**Text section:**
————————

I built cuTile Rust and just posted the paper preprint. Happy to answer questions.

TL;DR: Rust gives you fearless concurrency on the CPU, but GPU kernel programming still requires unsafe code. cuTile Rust carries Rust's ownership model across the launch boundary and maintains it via a safe tile-based programming model that compiles to Tile IR. The host-side GPU work you write composes into synchronous launches, async pipelines, or a CUDA graph you capture once and replay.

It works by letting you partition mutable output tensors into disjoint pieces on the host: Each tile program gets an exclusive `&mut` view of its piece and the inputs as shared `&` reads. Kernels are written with single-threaded semantics, and the compiler maps that to thread blocks and manages shared memory. Because the pieces are provably disjoint and ordering is threaded through mutable references, you get compile-time data-race freedom when using the safe surface API. As with any other Rust tool, safety remains extensible: Any functionality not yet exposed safely can be made available by writing your own safe abstractions over unsafe code where you supply the invariants yourself. The lower-level Tile IR operation surface (as of CUDA 13.3) is exposed through unsafe intrinsics.

————————

**Dataset excerpts:**
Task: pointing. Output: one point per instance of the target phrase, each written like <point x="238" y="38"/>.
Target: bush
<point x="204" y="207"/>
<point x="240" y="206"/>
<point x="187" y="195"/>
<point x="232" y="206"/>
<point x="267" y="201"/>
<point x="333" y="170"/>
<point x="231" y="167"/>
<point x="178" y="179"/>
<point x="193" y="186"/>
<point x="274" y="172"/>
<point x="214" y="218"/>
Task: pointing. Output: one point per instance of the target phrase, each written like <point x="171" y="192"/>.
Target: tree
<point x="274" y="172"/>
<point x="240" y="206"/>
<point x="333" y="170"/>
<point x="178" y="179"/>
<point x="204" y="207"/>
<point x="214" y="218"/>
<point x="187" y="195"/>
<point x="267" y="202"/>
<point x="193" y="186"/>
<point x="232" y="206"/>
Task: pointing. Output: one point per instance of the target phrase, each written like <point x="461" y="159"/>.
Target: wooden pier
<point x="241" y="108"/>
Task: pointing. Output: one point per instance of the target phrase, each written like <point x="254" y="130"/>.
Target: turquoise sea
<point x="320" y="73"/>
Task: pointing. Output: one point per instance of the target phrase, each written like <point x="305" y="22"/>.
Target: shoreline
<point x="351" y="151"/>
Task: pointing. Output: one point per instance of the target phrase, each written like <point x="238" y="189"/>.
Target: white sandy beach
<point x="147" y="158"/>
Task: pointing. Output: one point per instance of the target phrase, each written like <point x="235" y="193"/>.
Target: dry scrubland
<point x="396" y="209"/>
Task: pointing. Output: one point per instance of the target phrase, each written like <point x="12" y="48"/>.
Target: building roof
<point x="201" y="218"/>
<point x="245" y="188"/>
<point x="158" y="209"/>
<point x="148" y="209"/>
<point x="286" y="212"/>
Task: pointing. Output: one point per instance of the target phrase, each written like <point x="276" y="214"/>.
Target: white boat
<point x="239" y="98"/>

————————

**Task objective:**
Continue the cuTile Rust post from its last sentence. The rows are separate material and are not part of the cuTile Rust post.

**Your response:**
On the B200, an optimized safe GEMM kernel is competitive with cuBLAS: It's within 0.3% of a hand-written low-level (Tile IR) variant at ~92% of the GPU's dense f16 peak. Element-wise is ~7 TB/s. So on these kernels the safety is effectively free. We also worked with Hugging Face to evaluate Grout, a Qwen3 inference engine built on cuTile Rust. In batch-1 Qwen3 decode, Grout reaches 171 tokens/s for Qwen3-4B on an NVIDIA GeForce RTX 5090 and 82 tokens/s for Qwen3-32B on a B200, showing strong performance on memory-bound inference tasks, consistent with our HBM roofline analysis. Benchmarks (harnesses + CSVs), hardware, and clock settings can be found in the repo. The full methodology is available in the paper: https://arxiv.org/abs/2606.15991

This is an early-stage research release: the tensor API is young (a few patterns still need raw pointers), GEMM trails cuBLAS at some sizes, and the tile model gives up SIMT-level control (explicit warp primitives, manual shared memory) in exchange for the semantics that make safety checkable. The recent 0.2.0 release added low-precision support (FP4 packing and block-scaled MMA on CUDA 13.3). These only just landed, so we haven't benchmarked them yet, but we expect them to perform well. Also, while Tile IR is not portable across GPU vendors, it is portable across NVIDIA GPU architectures: What you write in cutile-rs will work on sm_80+ (Ampere and up) with CUDA 13.3, but hardware-specific features such as native FP4 require architectures that support them.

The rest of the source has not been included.